-- Begin --

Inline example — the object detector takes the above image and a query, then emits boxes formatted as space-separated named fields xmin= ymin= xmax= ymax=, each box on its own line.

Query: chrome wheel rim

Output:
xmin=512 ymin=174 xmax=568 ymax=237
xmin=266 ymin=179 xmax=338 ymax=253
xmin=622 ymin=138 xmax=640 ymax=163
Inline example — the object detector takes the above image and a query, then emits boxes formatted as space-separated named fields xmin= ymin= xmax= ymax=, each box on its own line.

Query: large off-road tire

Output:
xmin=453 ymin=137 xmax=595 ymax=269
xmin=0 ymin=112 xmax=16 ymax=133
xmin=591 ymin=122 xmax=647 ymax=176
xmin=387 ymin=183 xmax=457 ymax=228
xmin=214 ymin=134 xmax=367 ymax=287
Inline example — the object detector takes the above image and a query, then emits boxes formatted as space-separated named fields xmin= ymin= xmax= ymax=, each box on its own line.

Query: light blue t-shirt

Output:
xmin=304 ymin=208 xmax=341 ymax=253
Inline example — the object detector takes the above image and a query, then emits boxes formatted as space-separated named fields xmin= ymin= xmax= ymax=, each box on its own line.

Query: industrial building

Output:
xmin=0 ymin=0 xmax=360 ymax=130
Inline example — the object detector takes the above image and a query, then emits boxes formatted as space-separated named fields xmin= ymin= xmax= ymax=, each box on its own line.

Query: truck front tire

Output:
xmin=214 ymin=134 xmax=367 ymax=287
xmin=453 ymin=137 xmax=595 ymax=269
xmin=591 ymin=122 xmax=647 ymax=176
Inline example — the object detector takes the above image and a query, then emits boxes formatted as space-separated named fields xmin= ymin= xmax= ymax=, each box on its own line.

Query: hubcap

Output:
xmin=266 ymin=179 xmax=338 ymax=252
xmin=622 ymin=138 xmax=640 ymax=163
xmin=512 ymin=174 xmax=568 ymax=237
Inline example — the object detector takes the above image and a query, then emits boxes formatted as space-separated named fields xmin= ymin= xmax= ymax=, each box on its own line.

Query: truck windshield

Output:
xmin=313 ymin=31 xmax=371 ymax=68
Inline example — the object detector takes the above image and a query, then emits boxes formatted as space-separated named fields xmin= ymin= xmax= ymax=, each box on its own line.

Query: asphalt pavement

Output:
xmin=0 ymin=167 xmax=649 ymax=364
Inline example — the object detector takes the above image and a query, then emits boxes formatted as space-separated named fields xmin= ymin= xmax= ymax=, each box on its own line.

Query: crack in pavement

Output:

-- End --

#### WHAT YOU ARE ASKED TO DO:
Add -78 to every bounding box coordinate and write out again all lines from the start of the records through the line containing "xmin=266 ymin=179 xmax=338 ymax=253", inclusive.

#### THE SOLUTION:
Inline example — the object detector takes the above image and a query, then emits boxes formatted as space-separated named fields xmin= ymin= xmax= ymax=, each box on its own line.

Query: chrome wheel rim

Output:
xmin=434 ymin=96 xmax=490 ymax=159
xmin=188 ymin=101 xmax=260 ymax=175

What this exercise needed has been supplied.